Required task
Please copy out the following data line for line, changing nothing.

Data supplied

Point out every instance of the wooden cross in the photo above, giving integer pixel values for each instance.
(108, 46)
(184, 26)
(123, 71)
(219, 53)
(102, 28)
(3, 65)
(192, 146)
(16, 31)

Exercise response
Point out every instance of the wooden cross in the photo above, giving integer pixel values for each instance.
(108, 46)
(184, 26)
(123, 71)
(219, 53)
(102, 28)
(3, 65)
(192, 146)
(16, 31)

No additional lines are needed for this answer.